### Your objective
Restate the data below word for word, leaving nothing out.

### The records
··········

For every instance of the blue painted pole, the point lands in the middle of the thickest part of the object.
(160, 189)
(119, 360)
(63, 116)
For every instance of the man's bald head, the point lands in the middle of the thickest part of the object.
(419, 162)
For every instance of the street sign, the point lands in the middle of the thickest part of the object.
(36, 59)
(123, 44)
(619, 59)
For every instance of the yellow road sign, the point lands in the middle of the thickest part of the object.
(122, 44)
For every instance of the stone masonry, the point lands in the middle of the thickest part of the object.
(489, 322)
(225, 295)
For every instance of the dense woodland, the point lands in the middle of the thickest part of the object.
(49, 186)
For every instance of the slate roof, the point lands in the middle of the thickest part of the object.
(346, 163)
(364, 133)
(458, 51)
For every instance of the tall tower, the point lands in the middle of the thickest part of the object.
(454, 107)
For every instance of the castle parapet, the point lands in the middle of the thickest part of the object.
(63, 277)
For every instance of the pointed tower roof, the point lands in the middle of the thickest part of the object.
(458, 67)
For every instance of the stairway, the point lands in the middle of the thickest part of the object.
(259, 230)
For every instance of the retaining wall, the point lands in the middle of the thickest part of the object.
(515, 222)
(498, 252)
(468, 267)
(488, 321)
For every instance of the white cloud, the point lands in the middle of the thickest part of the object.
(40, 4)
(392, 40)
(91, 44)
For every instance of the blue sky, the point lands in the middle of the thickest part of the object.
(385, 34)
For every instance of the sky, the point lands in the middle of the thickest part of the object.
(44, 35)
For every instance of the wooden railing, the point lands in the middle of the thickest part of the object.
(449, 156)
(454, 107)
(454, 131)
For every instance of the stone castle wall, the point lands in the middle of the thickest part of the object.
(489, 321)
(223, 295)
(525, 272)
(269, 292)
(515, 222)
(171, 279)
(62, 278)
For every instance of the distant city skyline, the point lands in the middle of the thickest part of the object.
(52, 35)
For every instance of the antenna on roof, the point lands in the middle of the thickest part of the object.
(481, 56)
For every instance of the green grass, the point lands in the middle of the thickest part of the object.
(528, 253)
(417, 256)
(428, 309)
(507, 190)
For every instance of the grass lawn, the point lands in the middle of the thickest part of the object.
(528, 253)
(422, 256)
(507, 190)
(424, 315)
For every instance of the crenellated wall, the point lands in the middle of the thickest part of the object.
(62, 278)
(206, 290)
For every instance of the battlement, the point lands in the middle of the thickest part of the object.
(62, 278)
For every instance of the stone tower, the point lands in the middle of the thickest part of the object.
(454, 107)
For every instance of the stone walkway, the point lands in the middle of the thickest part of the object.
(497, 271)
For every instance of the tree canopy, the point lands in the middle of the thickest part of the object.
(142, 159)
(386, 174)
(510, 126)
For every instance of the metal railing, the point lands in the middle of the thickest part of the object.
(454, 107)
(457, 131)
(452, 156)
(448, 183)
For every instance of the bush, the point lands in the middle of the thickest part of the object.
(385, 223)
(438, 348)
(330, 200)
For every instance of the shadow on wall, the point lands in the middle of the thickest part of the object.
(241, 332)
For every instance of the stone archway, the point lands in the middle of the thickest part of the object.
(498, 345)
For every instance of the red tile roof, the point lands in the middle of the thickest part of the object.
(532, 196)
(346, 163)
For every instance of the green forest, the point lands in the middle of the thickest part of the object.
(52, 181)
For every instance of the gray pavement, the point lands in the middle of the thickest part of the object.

··········

### Output for this exercise
For every instance of the blue painted pole, the point lands in the middle of the thickest part of the object.
(160, 189)
(119, 360)
(63, 116)
For every instance of the man's bald head, the point lands in the middle of the thickest part of the object.
(419, 162)
For every instance of the street sign, the point lands in the middle of the thickest part of the object.
(36, 59)
(123, 44)
(619, 59)
For every instance of the yellow road sign, the point lands in the middle of the thickest part of the object.
(122, 44)
For every instance of the stone masonry, the point lands in the middle of the thickest part of the object.
(489, 322)
(225, 295)
For every instance of the dense woodland, the point lands in the middle of the thickest part of the object.
(49, 186)
For every instance of the slate roof, the point lands in the middle of the thickest part of the object.
(346, 163)
(364, 133)
(458, 51)
For every instance of the tall tower, the point lands in the middle of the thickest part of the object.
(454, 107)
For every instance of the castle parapet, the point lands in the middle of the thickest part of the object.
(63, 277)
For every instance of the pointed tower roof, the point lands in the middle of the thickest part of the object.
(458, 67)
For every instance of the stairway, the point lands in the middle of the thickest part of the object.
(259, 230)
For every instance of the retaining wall, the point lands in the middle of the thickest part of the object.
(515, 222)
(498, 252)
(468, 267)
(488, 321)
For every instance of the white cloud, the point lands in the middle of the thickest part of the object.
(40, 4)
(392, 40)
(91, 44)
For every instance of the blue sky, the point lands in the middle of the thickest part of the object.
(385, 34)
For every instance of the sky, the point lands in the middle of the thickest part of the object.
(44, 35)
For every instance of the wooden railing, the point lands in the middle of the thickest part of the object.
(449, 156)
(454, 107)
(454, 131)
For every instance of the stone castle wall, the point lands in the middle of the thickest part of the object.
(489, 321)
(223, 295)
(525, 272)
(269, 292)
(515, 222)
(171, 279)
(62, 278)
For every instance of the distant city skyline, the point lands in the middle of the thickest part of the object.
(52, 35)
For every instance of the antenna on roof, the point lands in the middle of the thickest part of the object.
(481, 56)
For every instance of the green grass, the point lands in the middle of the thickest part of the object.
(528, 253)
(417, 256)
(428, 309)
(507, 190)
For every instance of the grass lawn, the point lands in the middle of the thickest part of the object.
(528, 253)
(422, 256)
(507, 190)
(424, 315)
For every instance of the crenellated wall, the point lands in the middle of the thickest part of the object.
(62, 278)
(206, 290)
For every instance of the battlement, the point lands in the middle of the thickest part of the object.
(62, 278)
For every instance of the stone tower, the point lands in the middle of the thickest part of the object.
(454, 107)
For every instance of the stone walkway, the point lands in the middle of the thickest part of the object.
(497, 271)
For every instance of the tree canopy, the point lands in the middle of the thickest part of the object.
(142, 159)
(386, 174)
(510, 126)
For every instance of the metal railing, the point lands in the middle of the thickest part of the object.
(454, 107)
(457, 131)
(452, 156)
(448, 183)
For every instance of the bush, the point lands in the middle of the thickest part of the object.
(385, 223)
(438, 348)
(330, 200)
For every instance of the shadow on wall, the point lands in the middle of the thickest part of the object.
(241, 332)
For every instance of the stone archway, the point lands in the middle of the thickest part of the object.
(498, 345)
For every instance of the red tile roof, the point lands in the middle of the thickest part of the object.
(532, 196)
(346, 163)
For every instance of the green forest, the point lands in the middle of the thickest part of the object.
(52, 181)
For every instance of the gray pavement, the point lands in the middle of the thickest part of the object.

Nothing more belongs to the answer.